# TRY IT
Take the material below and reproduce, word for word, only the lines from the line with "Practice step: locate the street" through the line with "Practice step: locate the dome".

# EXTRACTED MATERIAL
• • • •

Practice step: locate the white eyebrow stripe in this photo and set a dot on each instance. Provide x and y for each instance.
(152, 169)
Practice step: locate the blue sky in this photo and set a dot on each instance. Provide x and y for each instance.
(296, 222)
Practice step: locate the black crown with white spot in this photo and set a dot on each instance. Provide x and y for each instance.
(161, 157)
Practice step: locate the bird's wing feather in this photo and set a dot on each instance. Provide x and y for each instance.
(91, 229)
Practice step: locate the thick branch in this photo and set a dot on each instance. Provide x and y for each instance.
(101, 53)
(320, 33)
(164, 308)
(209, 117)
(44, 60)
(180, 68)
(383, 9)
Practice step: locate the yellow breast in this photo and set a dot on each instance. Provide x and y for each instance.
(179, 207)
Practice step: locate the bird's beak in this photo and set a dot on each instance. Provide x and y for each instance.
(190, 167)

• • • •

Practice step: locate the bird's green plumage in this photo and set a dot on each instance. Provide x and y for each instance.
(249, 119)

• • • •

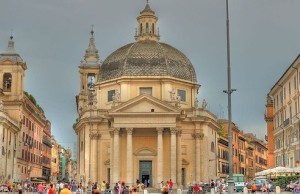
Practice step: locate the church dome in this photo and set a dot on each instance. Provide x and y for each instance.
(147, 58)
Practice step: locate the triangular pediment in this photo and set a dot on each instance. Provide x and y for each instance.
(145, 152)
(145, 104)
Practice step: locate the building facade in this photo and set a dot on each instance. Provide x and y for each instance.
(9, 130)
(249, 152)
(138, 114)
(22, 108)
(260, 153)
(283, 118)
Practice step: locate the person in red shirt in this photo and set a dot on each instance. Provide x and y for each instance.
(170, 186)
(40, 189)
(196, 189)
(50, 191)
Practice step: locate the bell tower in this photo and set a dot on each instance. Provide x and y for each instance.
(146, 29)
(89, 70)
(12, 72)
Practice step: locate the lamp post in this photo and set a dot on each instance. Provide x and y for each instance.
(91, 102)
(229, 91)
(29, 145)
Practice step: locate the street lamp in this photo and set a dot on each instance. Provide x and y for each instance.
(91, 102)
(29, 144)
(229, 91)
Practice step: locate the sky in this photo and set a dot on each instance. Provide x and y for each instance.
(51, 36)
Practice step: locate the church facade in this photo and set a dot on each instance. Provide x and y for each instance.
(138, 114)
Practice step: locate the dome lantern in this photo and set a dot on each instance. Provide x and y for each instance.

• • • •

# SOLUTION TO THIS TASK
Practice step: locate the street lamp in this photo and set a dot on each instance. Provide x and y for each instance.
(91, 102)
(29, 144)
(229, 91)
Practice step: locate the sky in this photo and set a dot on each instance. Provide x and y for each instance.
(51, 36)
Practice step: locate the church facade in this photo and set a dot on each instance. Provide x and y for each instance.
(138, 114)
Practice step: locate the dome lantern in this photo and set a dot on each instance. Provide x and y for each instance.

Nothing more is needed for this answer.